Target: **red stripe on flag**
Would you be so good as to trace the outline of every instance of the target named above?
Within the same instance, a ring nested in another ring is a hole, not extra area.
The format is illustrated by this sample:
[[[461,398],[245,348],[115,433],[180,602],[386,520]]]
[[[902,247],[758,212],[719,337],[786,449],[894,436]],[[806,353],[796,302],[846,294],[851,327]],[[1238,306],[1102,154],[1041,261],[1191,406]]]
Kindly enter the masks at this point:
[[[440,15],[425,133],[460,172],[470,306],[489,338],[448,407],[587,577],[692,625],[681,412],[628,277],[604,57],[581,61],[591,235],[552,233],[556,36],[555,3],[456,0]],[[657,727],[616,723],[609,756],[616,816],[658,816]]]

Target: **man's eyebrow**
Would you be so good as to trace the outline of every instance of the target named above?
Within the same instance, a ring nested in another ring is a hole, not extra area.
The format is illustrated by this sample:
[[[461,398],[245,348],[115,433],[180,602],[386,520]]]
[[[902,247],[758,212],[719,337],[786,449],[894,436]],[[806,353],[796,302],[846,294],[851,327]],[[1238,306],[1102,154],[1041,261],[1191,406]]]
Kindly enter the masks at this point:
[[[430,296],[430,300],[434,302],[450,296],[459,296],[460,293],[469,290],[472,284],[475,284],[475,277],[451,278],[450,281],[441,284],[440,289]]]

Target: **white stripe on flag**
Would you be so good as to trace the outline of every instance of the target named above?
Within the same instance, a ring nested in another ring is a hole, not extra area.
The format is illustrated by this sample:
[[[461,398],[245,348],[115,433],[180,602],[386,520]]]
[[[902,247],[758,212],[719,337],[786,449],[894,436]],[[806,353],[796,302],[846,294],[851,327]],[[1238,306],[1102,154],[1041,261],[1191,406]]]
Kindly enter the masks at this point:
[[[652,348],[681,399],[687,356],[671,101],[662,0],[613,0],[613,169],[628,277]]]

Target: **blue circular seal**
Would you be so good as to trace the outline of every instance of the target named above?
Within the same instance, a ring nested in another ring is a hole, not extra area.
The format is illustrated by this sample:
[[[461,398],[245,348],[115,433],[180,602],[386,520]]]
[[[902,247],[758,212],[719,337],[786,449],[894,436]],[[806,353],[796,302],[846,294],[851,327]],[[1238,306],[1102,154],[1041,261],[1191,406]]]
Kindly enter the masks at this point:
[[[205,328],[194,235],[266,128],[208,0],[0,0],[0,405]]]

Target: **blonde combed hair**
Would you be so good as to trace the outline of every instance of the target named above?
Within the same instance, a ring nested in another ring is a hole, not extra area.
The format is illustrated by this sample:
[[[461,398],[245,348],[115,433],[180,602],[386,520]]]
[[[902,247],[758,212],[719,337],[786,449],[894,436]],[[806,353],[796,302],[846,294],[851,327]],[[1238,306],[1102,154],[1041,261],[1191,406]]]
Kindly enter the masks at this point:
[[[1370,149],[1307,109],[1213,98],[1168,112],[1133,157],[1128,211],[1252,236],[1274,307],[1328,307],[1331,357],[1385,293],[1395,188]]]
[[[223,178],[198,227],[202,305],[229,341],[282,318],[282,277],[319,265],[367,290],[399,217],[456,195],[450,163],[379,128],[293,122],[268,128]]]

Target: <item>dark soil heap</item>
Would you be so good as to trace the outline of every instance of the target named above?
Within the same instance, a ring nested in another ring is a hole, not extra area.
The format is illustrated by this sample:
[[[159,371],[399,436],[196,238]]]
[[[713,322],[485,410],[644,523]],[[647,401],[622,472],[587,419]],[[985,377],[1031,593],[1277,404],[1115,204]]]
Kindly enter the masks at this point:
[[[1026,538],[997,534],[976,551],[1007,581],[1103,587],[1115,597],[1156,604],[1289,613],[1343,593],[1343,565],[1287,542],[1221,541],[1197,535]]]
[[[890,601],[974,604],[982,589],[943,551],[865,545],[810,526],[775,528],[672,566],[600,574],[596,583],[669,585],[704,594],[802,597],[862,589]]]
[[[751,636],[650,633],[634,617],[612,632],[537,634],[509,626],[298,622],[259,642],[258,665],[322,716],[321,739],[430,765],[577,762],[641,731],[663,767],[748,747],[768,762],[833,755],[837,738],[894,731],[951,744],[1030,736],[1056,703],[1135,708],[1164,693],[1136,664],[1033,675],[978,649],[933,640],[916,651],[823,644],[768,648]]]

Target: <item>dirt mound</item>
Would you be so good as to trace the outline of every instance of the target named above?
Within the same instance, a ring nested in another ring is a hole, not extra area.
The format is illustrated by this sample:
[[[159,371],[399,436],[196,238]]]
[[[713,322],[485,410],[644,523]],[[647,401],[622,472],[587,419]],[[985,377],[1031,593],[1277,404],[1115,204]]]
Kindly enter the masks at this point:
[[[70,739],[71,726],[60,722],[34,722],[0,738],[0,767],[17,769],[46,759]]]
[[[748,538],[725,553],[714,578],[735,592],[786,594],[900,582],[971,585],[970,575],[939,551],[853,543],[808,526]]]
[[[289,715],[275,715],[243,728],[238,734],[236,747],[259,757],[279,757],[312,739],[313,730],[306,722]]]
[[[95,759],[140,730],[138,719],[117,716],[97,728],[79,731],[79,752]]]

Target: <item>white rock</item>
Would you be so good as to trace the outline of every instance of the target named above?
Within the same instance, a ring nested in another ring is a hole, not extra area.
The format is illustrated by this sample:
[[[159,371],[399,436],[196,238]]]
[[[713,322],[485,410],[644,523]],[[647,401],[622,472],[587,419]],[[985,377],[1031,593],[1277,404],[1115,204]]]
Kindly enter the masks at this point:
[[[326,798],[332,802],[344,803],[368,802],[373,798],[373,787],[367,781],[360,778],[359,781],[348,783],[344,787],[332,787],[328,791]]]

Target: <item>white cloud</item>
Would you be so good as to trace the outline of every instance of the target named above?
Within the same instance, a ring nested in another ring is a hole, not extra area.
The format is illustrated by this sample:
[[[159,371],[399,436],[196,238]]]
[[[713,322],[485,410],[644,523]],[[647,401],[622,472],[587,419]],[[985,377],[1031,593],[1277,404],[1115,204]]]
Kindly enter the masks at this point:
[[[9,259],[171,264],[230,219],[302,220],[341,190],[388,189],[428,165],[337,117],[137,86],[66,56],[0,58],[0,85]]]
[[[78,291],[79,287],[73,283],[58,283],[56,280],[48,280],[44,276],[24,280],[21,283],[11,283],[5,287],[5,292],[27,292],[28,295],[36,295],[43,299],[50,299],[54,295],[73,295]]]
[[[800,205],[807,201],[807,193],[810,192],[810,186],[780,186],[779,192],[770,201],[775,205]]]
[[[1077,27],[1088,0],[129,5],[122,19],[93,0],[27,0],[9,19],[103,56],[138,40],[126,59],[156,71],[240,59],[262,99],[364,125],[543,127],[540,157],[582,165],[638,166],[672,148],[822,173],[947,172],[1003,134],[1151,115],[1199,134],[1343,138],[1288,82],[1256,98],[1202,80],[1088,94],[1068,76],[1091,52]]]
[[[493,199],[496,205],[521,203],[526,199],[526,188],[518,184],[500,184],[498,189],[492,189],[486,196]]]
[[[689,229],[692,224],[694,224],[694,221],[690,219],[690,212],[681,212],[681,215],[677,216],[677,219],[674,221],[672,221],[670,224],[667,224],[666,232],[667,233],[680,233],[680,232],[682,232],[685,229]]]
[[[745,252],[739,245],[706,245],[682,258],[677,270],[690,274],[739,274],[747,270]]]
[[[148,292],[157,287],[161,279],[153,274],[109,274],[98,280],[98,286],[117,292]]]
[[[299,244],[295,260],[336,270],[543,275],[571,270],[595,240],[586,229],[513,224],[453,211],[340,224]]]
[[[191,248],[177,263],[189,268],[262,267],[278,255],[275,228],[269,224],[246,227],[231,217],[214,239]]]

____________________

**PROBLEM TO SOLVE:** State how many lines of the data above contain the string "item", giving the number alone.

**THE SOLUTION:** 4